BLOQUE DE TEXTO –
Ya
con la asentada costumbre de levantarnos a las 10 (durmiendome hace
días después de las 2, creo que es aceptable), desayunamos y,
tratándose de una jornada de considerable frescor, y pronóstico de
lluvia, partimos subterráneamente hacia el extremo más austral de
la isla, arribando, ya cerca del mediodía, a nuestro primer
objetivo, el World Trade Center, ex hogar de las famosas torres (puf,
pensar que ya pasaron casi 15 años...).
Sacamos
un par de fotos a las monumentales fuentes que rinden homenaje a los
allí fallecidos, con sus prolijas caídas de agua y su orificio
central que parece no tener fin; y continuamos nuestro camino con
rumbo sur, entre la gran cantidad de torres nuevas, ya levantadas, y
en proceso de construcción, pasando por la parte posterior de la
coquetísima Trinity Church, una iglesia muy antigua, que, además de
tener un cementerio a su lado (en medio de todos los rascacielos),
también tiene los bancos de iglesia más cómodos que he visto en mi
vida, con unos almohadones espectaculares. Salimos de allí por la
entrada principal (antes habíamos ingresado por la de la calle de
atrás), ubicada en la recontracéntrica intersección de la Broadway
y la Wall street (nombrada así porque, en tiempo de los holandeses y
de New Amsterdam, allí había una murralla defensiva, construída en
madera), calles desde las que no es necesario caminar mucho, siempre
en sentido sur, para toparse con la famosa escultura metálica del
toro a la carga (o charging bull), símbolo de la pujanza del mercado
financiero norteamericano (hace poco escuché que el eligieron el
toro porque justamente sus embestidas van de abajo para arriba) (el
oso, que usan para simbolizar los mercados a la baja, realiza sus
ataques de manera inversa, cayendo sobre sus víctimas).

INSTRUCCIONES A SEGUIR –
Indique si cada afirmación concuerda con el relato del paseo por el extremo sur de la isla, y justifique su respuesta citando literalmente las palabras decisivas del relato.
1. Los viajeros llegaron al World Trade Center cerca del mediodía.
2. Los viajeros entraron a la Trinity Church por su entrada principal.
3. El oso se utiliza para simbolizar los mercados al alza.
Los datos no guardan relación alguna con el relato.

DATOS PROPORCIONADOS –
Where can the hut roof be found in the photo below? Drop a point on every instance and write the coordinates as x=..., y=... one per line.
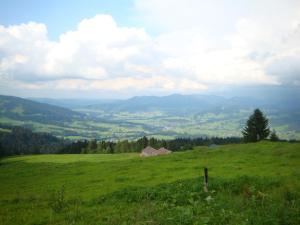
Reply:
x=164, y=151
x=149, y=151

RESULTADO CORRECTO –
1. Sí: «arribando, ya cerca del mediodía, a nuestro primer objetivo, el World Trade Center».
2. No: «antes habíamos ingresado por la de la calle de atrás».
3. No: «el oso, que usan para simbolizar los mercados a la baja».